## Brief
Leave out the pictures and repeat everything else in the records exactly.

## Dataset records
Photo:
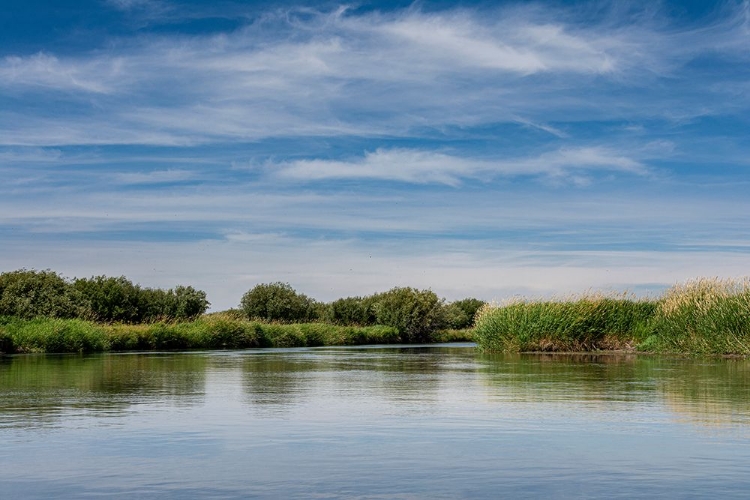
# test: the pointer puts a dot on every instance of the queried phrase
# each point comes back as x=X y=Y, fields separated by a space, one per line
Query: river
x=373 y=422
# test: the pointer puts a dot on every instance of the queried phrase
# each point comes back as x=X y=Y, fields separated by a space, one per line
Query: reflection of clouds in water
x=713 y=392
x=43 y=390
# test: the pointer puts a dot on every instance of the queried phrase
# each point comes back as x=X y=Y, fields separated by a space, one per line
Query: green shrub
x=351 y=311
x=416 y=314
x=460 y=314
x=277 y=302
x=112 y=299
x=30 y=294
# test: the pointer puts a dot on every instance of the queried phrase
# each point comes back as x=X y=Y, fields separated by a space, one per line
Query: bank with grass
x=703 y=316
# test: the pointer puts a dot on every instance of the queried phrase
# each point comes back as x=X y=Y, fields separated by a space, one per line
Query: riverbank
x=213 y=331
x=702 y=317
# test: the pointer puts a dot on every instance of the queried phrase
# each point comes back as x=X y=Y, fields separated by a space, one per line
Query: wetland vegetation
x=40 y=311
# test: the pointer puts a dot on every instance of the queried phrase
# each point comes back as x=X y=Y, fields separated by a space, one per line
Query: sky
x=478 y=149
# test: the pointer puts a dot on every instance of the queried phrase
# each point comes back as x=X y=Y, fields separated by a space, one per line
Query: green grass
x=702 y=317
x=584 y=323
x=214 y=331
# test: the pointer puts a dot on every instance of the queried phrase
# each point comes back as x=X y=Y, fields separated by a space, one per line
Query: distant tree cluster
x=415 y=313
x=28 y=294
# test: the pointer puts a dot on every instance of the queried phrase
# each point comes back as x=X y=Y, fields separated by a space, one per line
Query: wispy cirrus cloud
x=339 y=73
x=424 y=167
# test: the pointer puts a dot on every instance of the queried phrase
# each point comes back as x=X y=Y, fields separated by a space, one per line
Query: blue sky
x=480 y=149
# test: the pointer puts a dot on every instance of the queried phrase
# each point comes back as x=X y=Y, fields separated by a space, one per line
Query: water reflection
x=704 y=391
x=41 y=390
x=38 y=390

## Solution below
Photo:
# test: the pointer puts a dot on every instance of the queried phrase
# each point comes back as x=X y=Y, fields separated by a space, one per line
Query: river
x=373 y=422
# test: the pointer puts a dot on every instance of the queried phrase
# each point comes back as x=X y=Y, fields separated by a space, one per line
Query: reflection of clouds in water
x=713 y=392
x=43 y=390
# test: the pointer puts a dot on every instance of the queried phrase
# each point comes back as x=X y=Y, fields separated by a space, one per line
Query: green shrub
x=351 y=311
x=416 y=314
x=460 y=314
x=277 y=302
x=112 y=299
x=30 y=294
# test: the pointer puts a dot on every instance of the queried phrase
# each point comes back as x=X y=Y, fields separated by a space, one per line
Query: bank with grass
x=703 y=316
# test: the pointer puts a dot on every instance of the queried phrase
# each point comes back as x=X y=Y, fields separated by a space, one per line
Query: riverbank
x=213 y=331
x=702 y=317
# test: the pointer puts a dot on every instance of the queried phrase
# each point comes back as x=X y=Y, fields separated by a space, one per line
Query: wetland vegetation
x=40 y=311
# test: the pointer puts a dot on every instance of the queried phrase
# each point comes back as x=X y=Y, fields separated by a space, one per line
Query: sky
x=478 y=149
# test: the pointer puts a dot on every instance of the queried phrase
# each point comes back as x=X y=Y, fields separated by a space, one per line
Query: green grass
x=702 y=317
x=584 y=323
x=214 y=331
# test: the pointer puts a dot on every instance of the queried phrase
# each point comes back as x=X y=Y, fields separated by a space, one per line
Query: distant tree cluster
x=415 y=313
x=28 y=294
# test: the pointer puts a dot on every instance of the queried phrase
# each point comes back as x=X y=Y, fields separated by a space, one per line
Query: wispy cirrus cloud
x=339 y=73
x=424 y=167
# test: the pointer puts a dot on every instance of the queried phrase
# each point comes back as x=X y=Y, fields separated by a space, one per line
Query: blue sky
x=480 y=149
# test: the pointer puts a dot on every instance of the queried phrase
# each point comes back as x=X y=Y, fields separated by a space, one per line
Query: water reflection
x=704 y=391
x=41 y=390
x=38 y=390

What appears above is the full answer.